• DATA SHOWN:
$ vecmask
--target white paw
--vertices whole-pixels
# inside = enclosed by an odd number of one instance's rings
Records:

• WHAT THE TASK REQUIRES:
Convert all of the entries above into a numbered list, omitting any blank lines.

• TASK SOLUTION:
1. $ vecmask
2. --target white paw
3. --vertices whole-pixels
4. # inside = enclosed by an odd number of one instance's rings
5. Records:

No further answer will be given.